_WHAT IS ASKED_
Reproduce every one of the items below word for word, line by line, without changing anything.

━━━ DATA LISTING

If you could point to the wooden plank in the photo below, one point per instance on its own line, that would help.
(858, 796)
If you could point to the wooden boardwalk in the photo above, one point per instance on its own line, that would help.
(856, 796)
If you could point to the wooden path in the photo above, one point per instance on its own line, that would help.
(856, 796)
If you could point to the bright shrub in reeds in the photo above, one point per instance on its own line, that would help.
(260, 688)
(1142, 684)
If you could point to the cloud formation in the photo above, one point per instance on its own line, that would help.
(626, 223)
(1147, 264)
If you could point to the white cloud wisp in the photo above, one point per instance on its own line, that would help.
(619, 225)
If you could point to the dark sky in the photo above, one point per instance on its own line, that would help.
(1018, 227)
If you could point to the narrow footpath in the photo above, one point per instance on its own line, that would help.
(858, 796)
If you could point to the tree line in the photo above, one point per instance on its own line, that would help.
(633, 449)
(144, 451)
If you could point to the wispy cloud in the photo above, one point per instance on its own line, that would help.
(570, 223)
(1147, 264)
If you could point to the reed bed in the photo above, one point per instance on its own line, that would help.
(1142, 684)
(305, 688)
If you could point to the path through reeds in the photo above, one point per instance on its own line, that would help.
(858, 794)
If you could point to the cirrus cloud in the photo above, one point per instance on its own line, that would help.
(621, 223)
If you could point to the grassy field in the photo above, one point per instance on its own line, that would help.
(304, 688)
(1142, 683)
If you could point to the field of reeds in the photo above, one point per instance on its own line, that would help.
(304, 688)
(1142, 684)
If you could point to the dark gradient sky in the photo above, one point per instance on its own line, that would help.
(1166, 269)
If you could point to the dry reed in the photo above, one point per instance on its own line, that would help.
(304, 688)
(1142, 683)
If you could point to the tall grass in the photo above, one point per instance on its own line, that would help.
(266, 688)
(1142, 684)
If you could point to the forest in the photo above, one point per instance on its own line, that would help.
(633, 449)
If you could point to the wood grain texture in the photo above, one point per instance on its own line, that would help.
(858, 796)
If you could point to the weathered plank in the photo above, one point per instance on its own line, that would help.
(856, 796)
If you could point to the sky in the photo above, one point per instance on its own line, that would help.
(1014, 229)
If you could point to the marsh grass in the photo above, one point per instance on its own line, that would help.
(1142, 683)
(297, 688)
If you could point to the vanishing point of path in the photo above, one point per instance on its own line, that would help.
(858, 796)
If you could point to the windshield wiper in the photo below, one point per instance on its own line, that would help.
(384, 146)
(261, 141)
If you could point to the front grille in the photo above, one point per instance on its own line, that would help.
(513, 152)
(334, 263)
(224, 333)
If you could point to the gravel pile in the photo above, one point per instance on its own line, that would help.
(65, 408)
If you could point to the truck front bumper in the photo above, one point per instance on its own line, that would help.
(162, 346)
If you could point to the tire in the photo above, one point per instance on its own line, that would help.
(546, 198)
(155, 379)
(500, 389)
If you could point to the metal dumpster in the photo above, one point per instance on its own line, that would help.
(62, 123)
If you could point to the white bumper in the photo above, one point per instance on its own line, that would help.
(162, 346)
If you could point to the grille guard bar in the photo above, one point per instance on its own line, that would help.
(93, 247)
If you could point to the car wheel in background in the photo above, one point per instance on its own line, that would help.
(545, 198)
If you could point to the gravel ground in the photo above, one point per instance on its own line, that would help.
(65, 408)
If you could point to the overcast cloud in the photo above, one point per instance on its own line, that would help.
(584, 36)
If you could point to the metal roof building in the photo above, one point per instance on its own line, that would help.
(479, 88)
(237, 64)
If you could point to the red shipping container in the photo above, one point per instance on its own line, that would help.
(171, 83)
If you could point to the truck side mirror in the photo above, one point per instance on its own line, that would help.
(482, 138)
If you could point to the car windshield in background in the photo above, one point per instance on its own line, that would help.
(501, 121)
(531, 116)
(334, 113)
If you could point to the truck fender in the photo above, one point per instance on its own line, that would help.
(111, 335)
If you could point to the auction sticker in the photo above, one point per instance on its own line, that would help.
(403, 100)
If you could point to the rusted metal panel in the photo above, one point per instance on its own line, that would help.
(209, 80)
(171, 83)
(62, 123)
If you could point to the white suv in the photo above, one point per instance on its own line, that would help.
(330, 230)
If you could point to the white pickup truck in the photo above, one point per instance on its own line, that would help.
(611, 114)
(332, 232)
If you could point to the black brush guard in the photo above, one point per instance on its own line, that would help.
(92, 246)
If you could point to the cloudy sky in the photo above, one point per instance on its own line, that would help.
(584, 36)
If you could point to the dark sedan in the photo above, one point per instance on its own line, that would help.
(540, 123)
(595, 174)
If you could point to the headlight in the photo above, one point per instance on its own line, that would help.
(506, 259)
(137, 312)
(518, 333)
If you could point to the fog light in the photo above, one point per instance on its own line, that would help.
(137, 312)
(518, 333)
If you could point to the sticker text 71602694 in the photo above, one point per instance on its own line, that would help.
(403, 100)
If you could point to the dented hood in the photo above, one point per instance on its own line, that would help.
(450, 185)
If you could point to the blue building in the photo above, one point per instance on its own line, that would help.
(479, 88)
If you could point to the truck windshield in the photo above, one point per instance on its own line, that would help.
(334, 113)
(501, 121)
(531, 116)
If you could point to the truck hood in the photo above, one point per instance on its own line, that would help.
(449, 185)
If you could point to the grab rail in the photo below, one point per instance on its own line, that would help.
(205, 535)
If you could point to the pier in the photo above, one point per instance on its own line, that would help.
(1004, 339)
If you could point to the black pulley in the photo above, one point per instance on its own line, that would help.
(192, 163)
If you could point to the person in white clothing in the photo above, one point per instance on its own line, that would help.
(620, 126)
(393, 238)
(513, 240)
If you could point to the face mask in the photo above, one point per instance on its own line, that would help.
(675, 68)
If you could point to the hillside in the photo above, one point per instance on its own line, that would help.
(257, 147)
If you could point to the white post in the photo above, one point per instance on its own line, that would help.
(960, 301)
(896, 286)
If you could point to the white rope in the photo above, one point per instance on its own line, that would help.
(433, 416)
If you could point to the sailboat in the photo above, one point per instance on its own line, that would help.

━━━━━━

_RESPONSE TO THE EXERCISE_
If you could point to the wooden plank in the photo below, one point per instance on its own line, that would help.
(858, 796)
If you could point to the wooden boardwalk in the photo above, one point per instance on its own line, that would help.
(856, 796)
If you could point to the wooden path in the photo above, one point per instance on its own line, that would help.
(856, 796)
If you could point to the bright shrub in reeds in the photo above, one point per instance on its own line, that would help.
(260, 688)
(1142, 684)
If you could point to the cloud formation in the photo above, one point per instance on its own line, that would help.
(626, 223)
(1147, 264)
If you could point to the white cloud wisp in the photo above, one point per instance on its own line, that would help.
(619, 225)
If you could point to the dark sky in the photo above, one point per instance on its own line, that would help.
(1018, 227)
If you could point to the narrow footpath in the photo above, one point per instance on its own line, that would help.
(858, 796)
If you could point to the tree line in the photo above, one point per instance on its own line, that would help.
(633, 449)
(144, 451)
If you could point to the wispy cloud in the photo above, one point per instance on its own line, that would help.
(570, 223)
(1147, 264)
If you could point to the reed bed in the photo above, one point per instance on its own line, that would help.
(1142, 684)
(305, 688)
If you could point to the path through reeds in the photo above, one point per instance on its own line, that would help.
(858, 794)
If you could point to the cirrus cloud in the photo above, one point per instance on its own line, that would help.
(621, 223)
If you could point to the grassy field in the photo above, one point per instance on its own line, that would help.
(304, 688)
(1142, 683)
If you could point to the field of reeds in the photo above, one point per instance on its own line, that would help.
(304, 688)
(1142, 684)
If you could point to the dark gradient sky in the photo above, one point per instance on its own line, that would help.
(1166, 269)
If you could point to the dry reed in the photo above, one point per instance on its own line, that would help.
(304, 688)
(1142, 683)
If you could point to the tall grass in the photo above, one point per instance on its own line, that would help.
(266, 688)
(1142, 684)
If you could point to the forest in the photo above, one point per instance on its own line, that would help.
(633, 449)
If you could point to the wood grain texture in the photo above, one point per instance on its own line, that would help.
(858, 796)
If you could point to the weathered plank in the photo above, one point per instance on its own line, that would help.
(856, 796)
If you could point to the sky in the photo above, one point per instance on its own line, that would help.
(1014, 229)
If you could point to the marsh grass in the photo above, one point per instance on its own line, that would help.
(1142, 683)
(297, 688)
If you could point to the vanishing point of path in the photo above, one point per instance on its own line, that would help.
(858, 796)
If you could point to the windshield wiper in the photo below, one point per instance on its own line, that would help.
(384, 146)
(261, 141)
If you could point to the front grille in the photo above, one point per instance on its own line, that would help.
(513, 152)
(334, 263)
(224, 333)
If you could point to the gravel pile in the photo above, one point per instance on its own line, that would help.
(65, 408)
If you could point to the truck front bumper in the photo above, one point per instance on its own line, that would help.
(162, 346)
If you could point to the tire in the photo above, one point per instance on its own line, that would help.
(546, 198)
(155, 379)
(500, 389)
If you could point to the metal dumpster in the photo above, one point per instance on its own line, that would help.
(62, 123)
If you could point to the white bumper in the photo above, one point per instance on its own line, that would help.
(162, 346)
If you could point to the grille guard bar in the photo above, one point per instance on its own line, that would help.
(93, 247)
If you could point to the car wheel in background in the photo above, one point per instance on its own line, that would help.
(545, 198)
If you could point to the gravel ground in the photo above, one point per instance on its own line, that would help.
(65, 408)
If you could point to the overcast cloud in the photo above, one point per instance on its own line, that would help.
(584, 36)
If you could point to the metal roof building in the photo above, one point per instance on its own line, that would help.
(479, 88)
(237, 64)
If you could point to the red shipping container in the photo above, one point per instance on its own line, that would help.
(171, 83)
If you could point to the truck side mirror in the photo above, one point per instance on its own line, that would help.
(482, 138)
If you could point to the car windshield in background in the photo above, one point per instance on its own line, that would help.
(501, 121)
(531, 116)
(334, 113)
If you could point to the truck fender in the photo above, one point per instance on its own line, that would help.
(111, 335)
If you could point to the auction sticker in the photo above, one point per instance on its own line, that would help.
(403, 100)
If you could point to the rusted metal panel in the photo above, one point per instance on its own line, that would help.
(209, 80)
(171, 83)
(62, 123)
If you could point to the white suv in the photo above, one point per instance on its own line, that would help.
(330, 230)
If you could point to the white pickup truck in the photo above, one point per instance on its own line, that would help.
(611, 114)
(332, 232)
If you could point to the black brush guard in the photo above, one point per instance on its own line, that would help.
(92, 246)
If you could point to the cloudy sky in the photo above, one point per instance on its own line, that would help.
(584, 36)
If you could point to the dark sedan in the photo above, one point per instance on its own line, that would help.
(540, 123)
(595, 174)
If you could point to the headlight in the photo above, one point per instance on its own line, that would help.
(506, 259)
(137, 312)
(518, 333)
If you could point to the fog light in the photo above, one point per instance on its own line, that would help.
(137, 312)
(518, 333)
If you could point to the sticker text 71602694 in the photo above, one point per instance on its own line, that would help.
(403, 100)
If you could point to the dented hood in the photo above, one point per instance on its own line, that would help.
(450, 185)
If you could point to the blue building in the photo above, one point per instance on its own line, that would help.
(479, 88)
If you could point to the truck windshield in the photo above, one point per instance on its own line, that would help.
(334, 113)
(501, 121)
(531, 116)
If you could point to the truck hood in the photo above, one point per instance on its own line, that would help.
(449, 185)
If you could point to the grab rail in the photo below, one point per instance on its own line, that would help.
(205, 535)
If you could point to the pier in the photo above, one point per instance on its own line, that would help.
(1004, 339)
If you could point to the black pulley in the photo above, one point per instance on its own line, that would help.
(192, 163)
If you could point to the person in white clothing in the photo above, one point per instance on its own line, that would help.
(620, 126)
(393, 238)
(513, 240)
If you could point to the face mask in the photo above, one point per instance on its own line, that would help.
(675, 68)
If you could point to the hillside in the photo above, one point per instance on its own line, that would help.
(257, 147)
If you could point to the white post in the photo above, one point per instance on its own line, that would help.
(960, 301)
(896, 286)
If you could point to the white rope in the photo above, one point per instance on its own line, that would help.
(433, 416)
If you could point to the sailboat in the photo above, one point per instance on its own line, that would help.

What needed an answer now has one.